- [EXERCISE OBJECTIVE]:
Copy every line from the one that holds "For each instance of the girl's eye, set" to the end of the records below, exactly and with nothing else, but without any pictures.

- [DATA FOR PROCESSING]:
-=-=-=-=-

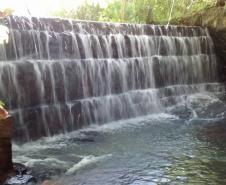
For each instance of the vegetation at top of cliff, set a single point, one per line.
(136, 11)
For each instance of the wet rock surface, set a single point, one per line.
(215, 20)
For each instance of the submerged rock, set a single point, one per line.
(20, 175)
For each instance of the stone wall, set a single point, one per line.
(215, 20)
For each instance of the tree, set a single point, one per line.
(87, 11)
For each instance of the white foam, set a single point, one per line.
(85, 162)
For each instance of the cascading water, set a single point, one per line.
(61, 75)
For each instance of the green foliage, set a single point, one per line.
(137, 11)
(87, 11)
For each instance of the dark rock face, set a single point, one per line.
(219, 38)
(59, 75)
(215, 20)
(6, 164)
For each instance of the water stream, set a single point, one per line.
(117, 103)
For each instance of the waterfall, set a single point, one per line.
(59, 75)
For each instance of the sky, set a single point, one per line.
(42, 7)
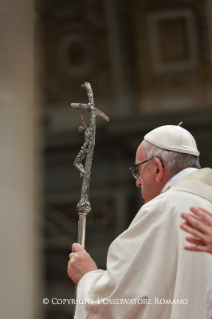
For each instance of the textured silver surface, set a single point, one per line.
(84, 206)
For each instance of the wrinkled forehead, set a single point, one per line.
(140, 153)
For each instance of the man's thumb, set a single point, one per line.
(76, 247)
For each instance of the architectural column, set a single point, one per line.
(19, 235)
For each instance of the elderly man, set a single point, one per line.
(149, 275)
(200, 226)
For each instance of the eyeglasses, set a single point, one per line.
(134, 170)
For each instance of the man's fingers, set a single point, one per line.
(193, 231)
(77, 247)
(203, 214)
(195, 241)
(199, 248)
(196, 223)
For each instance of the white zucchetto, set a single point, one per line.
(173, 138)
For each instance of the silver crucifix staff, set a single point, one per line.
(84, 206)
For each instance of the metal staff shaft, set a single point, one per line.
(84, 207)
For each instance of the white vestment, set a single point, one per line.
(147, 262)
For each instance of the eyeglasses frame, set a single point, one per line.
(135, 166)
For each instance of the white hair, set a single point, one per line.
(173, 161)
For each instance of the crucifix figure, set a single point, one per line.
(84, 206)
(84, 149)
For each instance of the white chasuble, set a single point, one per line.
(149, 275)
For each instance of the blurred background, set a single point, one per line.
(149, 63)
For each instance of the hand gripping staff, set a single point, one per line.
(84, 206)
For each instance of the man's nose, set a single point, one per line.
(138, 182)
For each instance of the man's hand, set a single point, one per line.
(80, 263)
(200, 226)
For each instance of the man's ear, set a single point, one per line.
(159, 170)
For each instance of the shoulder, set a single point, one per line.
(168, 205)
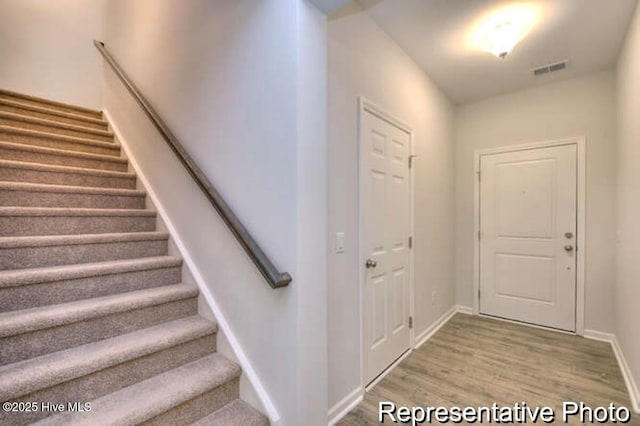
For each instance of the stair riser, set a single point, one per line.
(51, 129)
(55, 107)
(51, 293)
(198, 407)
(60, 160)
(53, 117)
(19, 198)
(38, 257)
(70, 179)
(100, 383)
(24, 226)
(59, 144)
(32, 344)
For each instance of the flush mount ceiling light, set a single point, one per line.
(499, 31)
(502, 38)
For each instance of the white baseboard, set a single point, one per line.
(347, 404)
(433, 329)
(466, 310)
(599, 335)
(632, 386)
(223, 325)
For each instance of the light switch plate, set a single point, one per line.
(339, 242)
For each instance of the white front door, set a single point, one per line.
(528, 240)
(385, 226)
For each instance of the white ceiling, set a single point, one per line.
(589, 33)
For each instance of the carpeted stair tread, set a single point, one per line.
(23, 121)
(56, 240)
(4, 93)
(62, 152)
(19, 277)
(92, 306)
(58, 141)
(14, 171)
(40, 187)
(17, 194)
(54, 124)
(71, 212)
(51, 111)
(152, 397)
(27, 376)
(47, 221)
(27, 320)
(236, 413)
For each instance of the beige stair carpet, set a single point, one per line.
(96, 325)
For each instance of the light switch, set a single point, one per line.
(339, 242)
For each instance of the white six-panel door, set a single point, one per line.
(385, 226)
(528, 202)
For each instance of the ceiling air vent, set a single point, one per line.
(546, 69)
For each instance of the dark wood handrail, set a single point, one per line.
(275, 278)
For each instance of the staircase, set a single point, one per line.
(92, 308)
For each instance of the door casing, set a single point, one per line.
(364, 105)
(580, 143)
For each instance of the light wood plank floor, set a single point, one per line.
(476, 361)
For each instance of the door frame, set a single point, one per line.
(364, 106)
(580, 143)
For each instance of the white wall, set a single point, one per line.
(47, 49)
(312, 215)
(364, 61)
(628, 285)
(238, 85)
(582, 106)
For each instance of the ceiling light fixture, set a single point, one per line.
(501, 39)
(499, 31)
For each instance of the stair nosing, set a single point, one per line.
(235, 406)
(70, 189)
(17, 146)
(55, 168)
(54, 124)
(44, 110)
(97, 356)
(58, 137)
(45, 101)
(80, 239)
(49, 274)
(147, 399)
(73, 212)
(14, 323)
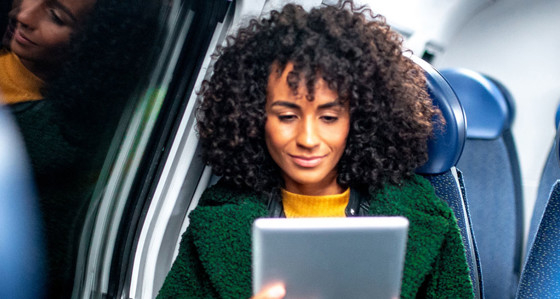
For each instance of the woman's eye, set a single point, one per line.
(55, 18)
(286, 118)
(329, 119)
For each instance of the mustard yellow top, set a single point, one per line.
(297, 205)
(17, 84)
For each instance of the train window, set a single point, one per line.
(82, 66)
(152, 161)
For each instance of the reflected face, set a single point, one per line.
(44, 28)
(305, 138)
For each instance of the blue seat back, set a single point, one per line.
(492, 179)
(549, 176)
(444, 150)
(541, 273)
(21, 247)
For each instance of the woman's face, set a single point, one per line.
(43, 28)
(305, 138)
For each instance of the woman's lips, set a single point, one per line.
(307, 162)
(22, 39)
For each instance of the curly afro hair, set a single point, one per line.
(359, 57)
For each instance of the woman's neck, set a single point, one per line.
(328, 187)
(41, 70)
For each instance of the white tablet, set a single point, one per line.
(356, 257)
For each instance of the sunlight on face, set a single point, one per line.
(306, 138)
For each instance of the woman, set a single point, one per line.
(38, 40)
(73, 65)
(315, 114)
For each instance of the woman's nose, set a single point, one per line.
(308, 135)
(27, 15)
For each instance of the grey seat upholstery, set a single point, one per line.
(444, 151)
(492, 179)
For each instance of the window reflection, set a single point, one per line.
(70, 92)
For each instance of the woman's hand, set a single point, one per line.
(276, 291)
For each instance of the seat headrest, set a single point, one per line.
(486, 107)
(445, 148)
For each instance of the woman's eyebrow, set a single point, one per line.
(334, 104)
(65, 9)
(285, 104)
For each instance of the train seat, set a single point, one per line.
(444, 150)
(492, 178)
(541, 273)
(549, 176)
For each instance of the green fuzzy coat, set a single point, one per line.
(214, 259)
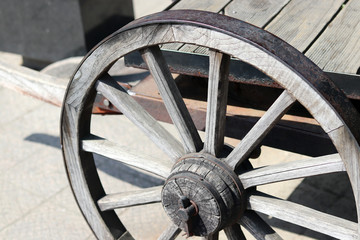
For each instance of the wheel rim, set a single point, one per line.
(326, 104)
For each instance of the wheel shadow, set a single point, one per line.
(330, 193)
(108, 166)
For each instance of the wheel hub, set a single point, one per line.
(202, 195)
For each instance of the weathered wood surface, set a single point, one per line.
(141, 118)
(217, 101)
(260, 129)
(125, 155)
(338, 48)
(210, 5)
(128, 199)
(304, 216)
(234, 232)
(292, 79)
(292, 170)
(258, 227)
(172, 99)
(170, 233)
(257, 12)
(302, 20)
(33, 83)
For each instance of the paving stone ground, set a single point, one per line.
(36, 201)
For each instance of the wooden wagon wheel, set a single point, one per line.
(202, 194)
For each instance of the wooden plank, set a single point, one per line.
(172, 98)
(292, 170)
(260, 129)
(127, 156)
(217, 100)
(258, 227)
(141, 118)
(338, 48)
(33, 83)
(256, 12)
(303, 216)
(302, 20)
(129, 199)
(170, 233)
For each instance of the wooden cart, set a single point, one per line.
(209, 185)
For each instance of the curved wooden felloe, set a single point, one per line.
(224, 37)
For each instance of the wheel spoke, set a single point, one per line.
(234, 232)
(292, 170)
(214, 236)
(125, 155)
(170, 233)
(141, 118)
(128, 199)
(217, 101)
(258, 227)
(260, 129)
(172, 99)
(303, 216)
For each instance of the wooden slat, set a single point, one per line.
(256, 12)
(234, 233)
(141, 118)
(304, 216)
(172, 99)
(128, 199)
(292, 170)
(127, 156)
(302, 20)
(170, 233)
(260, 129)
(33, 83)
(258, 227)
(217, 100)
(338, 48)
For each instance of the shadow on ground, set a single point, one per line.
(330, 193)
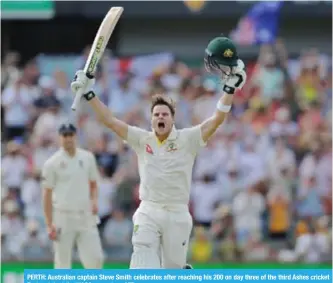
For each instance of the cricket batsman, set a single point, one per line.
(69, 181)
(162, 223)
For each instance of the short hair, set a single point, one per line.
(160, 99)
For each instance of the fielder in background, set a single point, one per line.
(162, 223)
(69, 181)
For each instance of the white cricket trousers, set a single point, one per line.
(161, 236)
(78, 228)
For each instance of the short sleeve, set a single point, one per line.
(135, 136)
(93, 169)
(48, 176)
(194, 138)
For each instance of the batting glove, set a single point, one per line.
(83, 84)
(237, 80)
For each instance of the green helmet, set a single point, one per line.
(221, 56)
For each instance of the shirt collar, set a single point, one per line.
(172, 136)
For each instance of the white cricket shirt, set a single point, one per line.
(69, 177)
(166, 169)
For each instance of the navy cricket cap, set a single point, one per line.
(67, 129)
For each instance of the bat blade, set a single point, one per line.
(101, 40)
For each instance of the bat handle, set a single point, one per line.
(77, 99)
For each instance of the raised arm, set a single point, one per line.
(103, 114)
(106, 117)
(209, 127)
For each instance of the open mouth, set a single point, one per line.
(161, 125)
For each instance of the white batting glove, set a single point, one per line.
(82, 83)
(237, 80)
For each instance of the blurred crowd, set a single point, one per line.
(262, 188)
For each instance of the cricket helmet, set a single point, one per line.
(221, 56)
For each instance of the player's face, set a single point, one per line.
(68, 141)
(162, 120)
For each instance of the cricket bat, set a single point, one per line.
(101, 40)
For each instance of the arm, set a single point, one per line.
(209, 127)
(47, 206)
(236, 81)
(48, 183)
(93, 189)
(105, 116)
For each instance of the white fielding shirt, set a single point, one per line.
(69, 177)
(166, 169)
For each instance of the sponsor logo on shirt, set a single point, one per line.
(148, 149)
(171, 147)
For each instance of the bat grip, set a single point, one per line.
(77, 99)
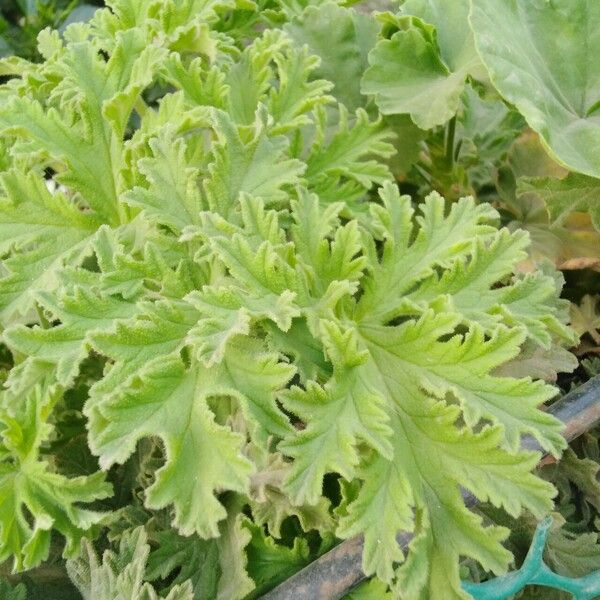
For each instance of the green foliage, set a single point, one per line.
(213, 288)
(22, 20)
(540, 55)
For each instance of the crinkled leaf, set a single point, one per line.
(540, 56)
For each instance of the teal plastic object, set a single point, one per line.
(535, 572)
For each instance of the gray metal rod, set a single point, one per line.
(336, 572)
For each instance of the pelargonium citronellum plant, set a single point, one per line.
(223, 321)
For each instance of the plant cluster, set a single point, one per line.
(278, 273)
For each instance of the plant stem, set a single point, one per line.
(450, 132)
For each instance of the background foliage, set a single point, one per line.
(198, 218)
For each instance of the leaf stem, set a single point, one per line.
(450, 133)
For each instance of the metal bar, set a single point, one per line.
(339, 570)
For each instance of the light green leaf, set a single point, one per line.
(259, 168)
(168, 401)
(341, 38)
(173, 197)
(34, 499)
(44, 231)
(540, 56)
(421, 69)
(82, 314)
(573, 193)
(119, 575)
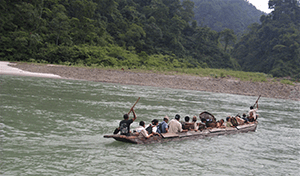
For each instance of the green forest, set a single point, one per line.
(149, 34)
(221, 14)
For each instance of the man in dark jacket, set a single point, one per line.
(124, 125)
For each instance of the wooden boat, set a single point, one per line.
(166, 137)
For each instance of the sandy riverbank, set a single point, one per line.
(219, 85)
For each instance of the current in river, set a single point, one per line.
(56, 127)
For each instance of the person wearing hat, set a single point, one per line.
(175, 126)
(152, 127)
(124, 125)
(163, 126)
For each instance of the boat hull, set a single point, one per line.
(190, 135)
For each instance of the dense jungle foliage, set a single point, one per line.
(221, 14)
(274, 45)
(131, 33)
(148, 34)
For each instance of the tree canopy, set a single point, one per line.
(274, 45)
(67, 31)
(221, 14)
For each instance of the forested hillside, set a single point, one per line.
(274, 45)
(131, 33)
(152, 34)
(220, 14)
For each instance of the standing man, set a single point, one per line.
(142, 131)
(175, 126)
(252, 113)
(163, 126)
(125, 124)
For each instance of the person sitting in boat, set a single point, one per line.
(163, 126)
(124, 125)
(252, 114)
(240, 120)
(228, 122)
(202, 124)
(245, 118)
(142, 131)
(175, 126)
(220, 124)
(152, 127)
(195, 124)
(186, 125)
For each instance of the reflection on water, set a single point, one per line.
(56, 127)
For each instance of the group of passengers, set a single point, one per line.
(175, 125)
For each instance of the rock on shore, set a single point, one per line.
(219, 85)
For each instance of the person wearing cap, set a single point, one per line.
(142, 131)
(152, 127)
(228, 122)
(163, 126)
(175, 126)
(252, 113)
(124, 125)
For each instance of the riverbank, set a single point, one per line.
(188, 82)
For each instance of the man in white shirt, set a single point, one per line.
(175, 126)
(142, 131)
(252, 112)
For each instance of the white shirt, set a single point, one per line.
(254, 112)
(175, 126)
(142, 131)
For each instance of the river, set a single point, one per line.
(56, 127)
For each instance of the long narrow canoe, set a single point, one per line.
(166, 137)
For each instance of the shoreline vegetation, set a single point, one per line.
(210, 80)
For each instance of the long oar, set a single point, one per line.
(256, 101)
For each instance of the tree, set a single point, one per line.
(227, 36)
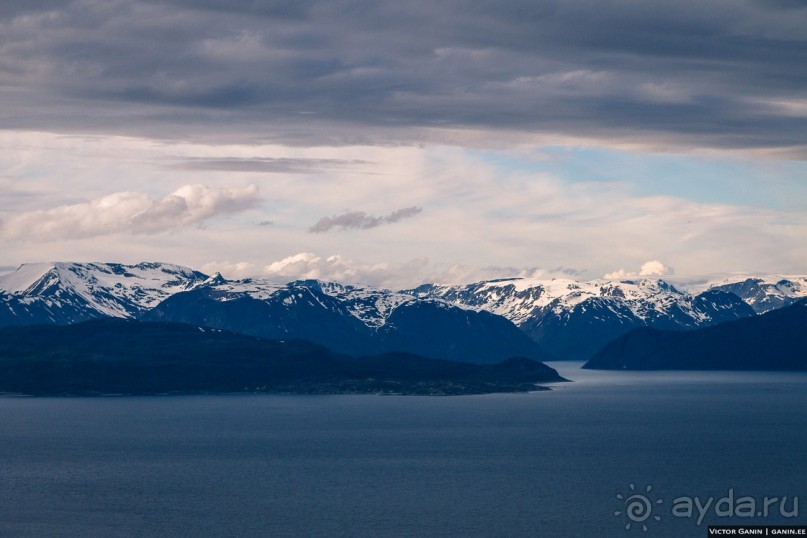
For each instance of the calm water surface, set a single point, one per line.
(542, 464)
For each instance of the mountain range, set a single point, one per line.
(482, 322)
(775, 340)
(117, 356)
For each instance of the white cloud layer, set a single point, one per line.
(651, 268)
(129, 212)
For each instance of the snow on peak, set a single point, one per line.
(111, 289)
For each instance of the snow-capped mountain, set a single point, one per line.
(348, 319)
(573, 319)
(766, 293)
(72, 292)
(568, 319)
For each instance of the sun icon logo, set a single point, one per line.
(638, 507)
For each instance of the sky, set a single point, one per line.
(391, 143)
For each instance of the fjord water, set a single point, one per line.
(541, 464)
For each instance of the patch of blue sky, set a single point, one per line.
(756, 182)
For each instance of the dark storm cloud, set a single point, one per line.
(359, 220)
(717, 74)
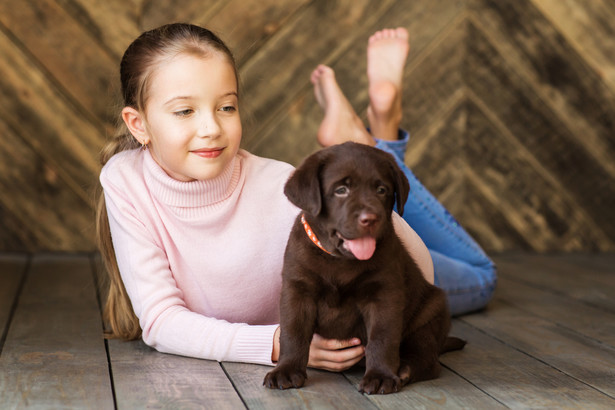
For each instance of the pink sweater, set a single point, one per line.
(201, 261)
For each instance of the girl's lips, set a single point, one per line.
(208, 153)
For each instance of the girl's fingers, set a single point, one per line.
(335, 355)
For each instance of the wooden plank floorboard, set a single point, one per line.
(322, 390)
(54, 354)
(447, 391)
(145, 378)
(571, 353)
(11, 273)
(534, 346)
(561, 310)
(591, 286)
(515, 378)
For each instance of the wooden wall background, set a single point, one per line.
(511, 104)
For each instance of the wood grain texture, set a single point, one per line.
(322, 389)
(54, 354)
(511, 105)
(145, 378)
(12, 271)
(539, 344)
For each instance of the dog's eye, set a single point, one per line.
(341, 191)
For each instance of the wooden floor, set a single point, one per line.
(547, 340)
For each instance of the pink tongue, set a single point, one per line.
(362, 248)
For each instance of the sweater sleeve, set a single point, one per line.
(168, 325)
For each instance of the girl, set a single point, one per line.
(191, 228)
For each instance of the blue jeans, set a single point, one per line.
(462, 269)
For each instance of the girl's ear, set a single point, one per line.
(136, 124)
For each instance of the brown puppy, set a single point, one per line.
(346, 274)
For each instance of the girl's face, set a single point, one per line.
(192, 116)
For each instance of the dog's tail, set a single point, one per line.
(452, 343)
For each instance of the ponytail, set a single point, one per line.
(118, 314)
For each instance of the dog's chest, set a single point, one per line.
(339, 309)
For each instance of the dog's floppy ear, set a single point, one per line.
(303, 186)
(402, 187)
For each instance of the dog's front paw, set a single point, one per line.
(378, 383)
(285, 378)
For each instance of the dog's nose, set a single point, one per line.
(367, 219)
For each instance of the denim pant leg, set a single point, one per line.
(462, 269)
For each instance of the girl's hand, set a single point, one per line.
(335, 355)
(328, 354)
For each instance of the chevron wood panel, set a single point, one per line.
(511, 105)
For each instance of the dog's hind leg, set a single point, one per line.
(419, 355)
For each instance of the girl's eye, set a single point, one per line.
(342, 191)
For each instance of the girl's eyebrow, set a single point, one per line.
(179, 97)
(186, 97)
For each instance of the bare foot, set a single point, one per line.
(387, 51)
(341, 123)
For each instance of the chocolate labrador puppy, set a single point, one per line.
(346, 274)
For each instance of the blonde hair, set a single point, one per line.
(138, 63)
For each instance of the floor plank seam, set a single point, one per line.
(473, 384)
(230, 379)
(22, 281)
(538, 359)
(111, 380)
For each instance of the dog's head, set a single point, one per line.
(349, 190)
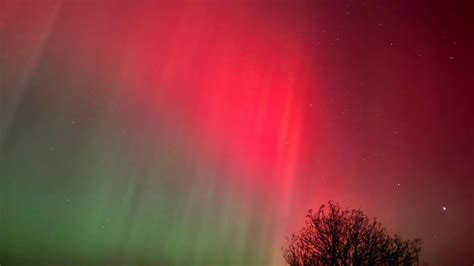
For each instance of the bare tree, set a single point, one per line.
(335, 236)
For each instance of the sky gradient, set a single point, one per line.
(200, 132)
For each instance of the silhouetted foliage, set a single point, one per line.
(335, 236)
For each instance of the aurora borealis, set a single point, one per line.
(200, 132)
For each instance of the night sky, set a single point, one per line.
(200, 132)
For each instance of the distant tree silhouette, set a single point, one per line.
(335, 236)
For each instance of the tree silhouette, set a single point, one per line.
(335, 236)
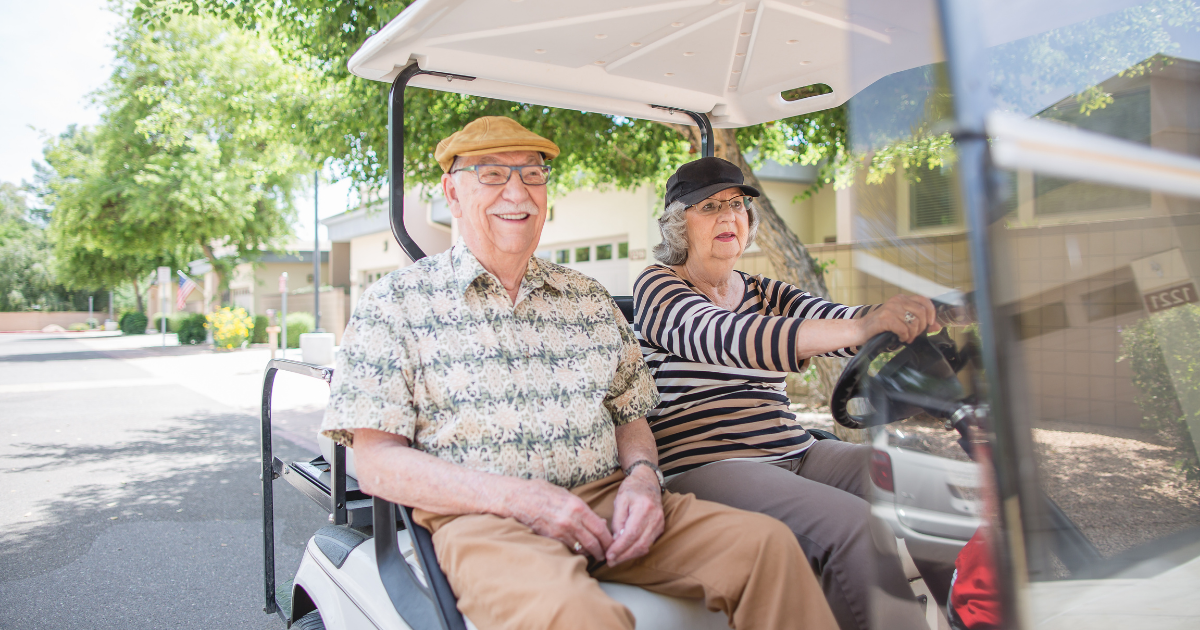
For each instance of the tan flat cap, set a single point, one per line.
(491, 135)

-=-=-=-=-

- [SOLUTION TO THE PROBLEM]:
For each instance of the girl's eye, set a single point, one per line.
(342, 191)
For each instance of the girl's eyebrow, set a single point, one per line.
(179, 97)
(186, 97)
For each instance of the bare foot, set a single point, one per line.
(387, 51)
(341, 123)
For each instance of the chocolate labrador puppy, set a single point, one per line.
(346, 274)
For each instance of the blonde hair, set a single point, one per line.
(138, 63)
For each instance of the floor plank seam, set a single point, one per line.
(473, 384)
(230, 379)
(22, 281)
(538, 359)
(111, 380)
For each instance of the dog's head, set a single point, one per line.
(349, 190)
For each instance of the bare tree, set a single point, one per line.
(335, 236)
For each instance of the sky gradient, set a single point, one per line.
(200, 132)
For each instance of the silhouetted foliage, set a single point, one per line.
(335, 236)
For each instance of the aurora borealis, set a single point, one per line.
(200, 132)
For each instance of the night sky, set a single point, one per line.
(200, 132)
For each instance of the distant tree silhouette, set a single point, one per line.
(335, 236)
For each instance of the tree silhouette, set a single point, one per line.
(335, 236)
For each instance of the tan flat cap, set a single point, one per line.
(491, 135)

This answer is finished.